Work required:
Taking the data below, please print only the lines from the line holding "Where can the foal's" to the line holding "Target: foal's hoof", inclusive, with pictures omitted.

___ Entries provided ___

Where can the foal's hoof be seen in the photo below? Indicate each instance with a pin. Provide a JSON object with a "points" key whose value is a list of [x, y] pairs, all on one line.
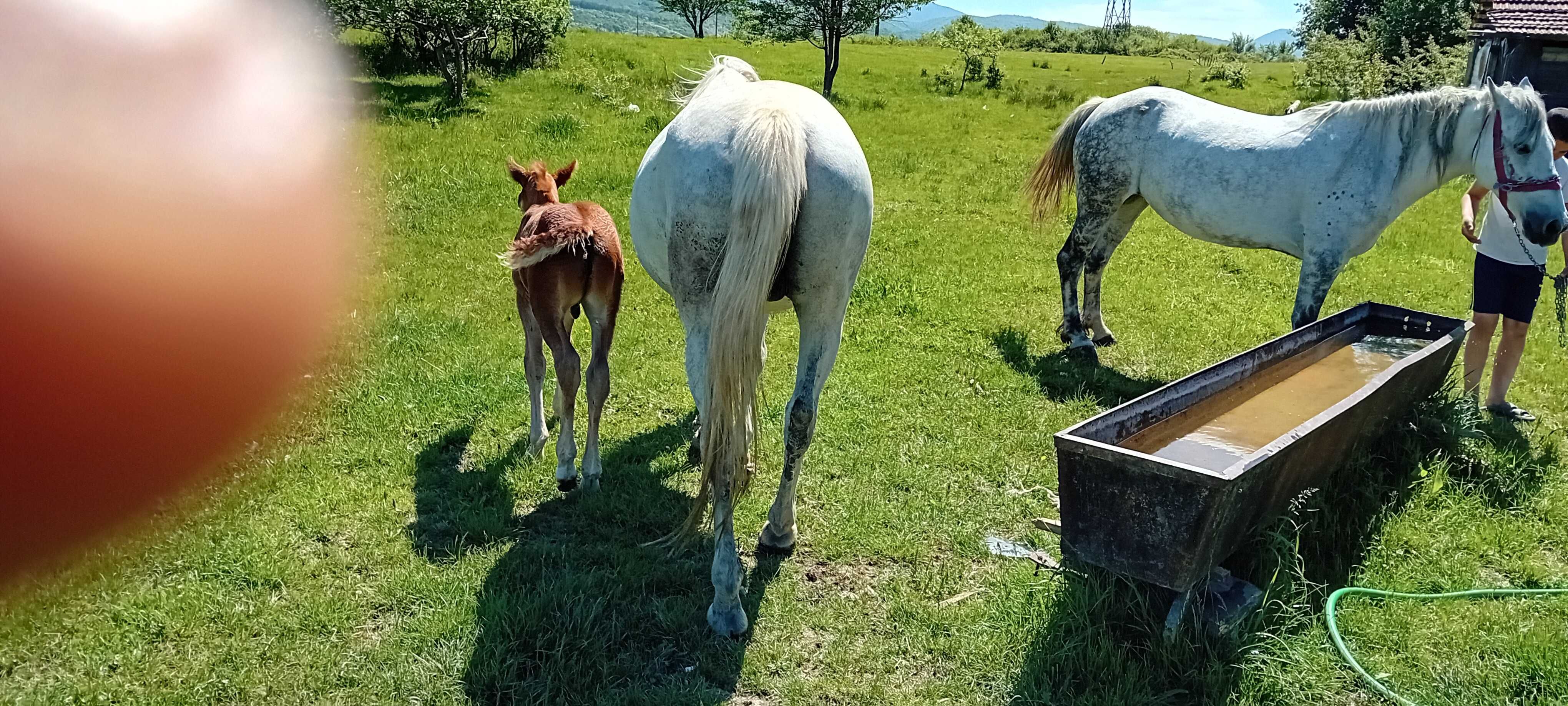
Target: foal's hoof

___
___ Entries provided ___

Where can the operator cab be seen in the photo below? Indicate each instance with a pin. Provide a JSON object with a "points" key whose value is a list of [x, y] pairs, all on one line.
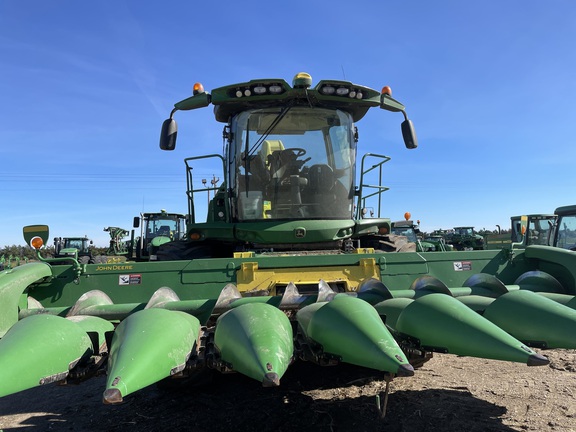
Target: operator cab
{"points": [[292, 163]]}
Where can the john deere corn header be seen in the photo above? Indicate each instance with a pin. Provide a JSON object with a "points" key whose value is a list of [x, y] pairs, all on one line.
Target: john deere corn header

___

Answer box:
Where can the foal's hoof be seen in the photo below? Indicate each instance with a pin. Provide a JSON object with a "points" key whose value is a list of [x, y] pairs, all on one line.
Target: foal's hoof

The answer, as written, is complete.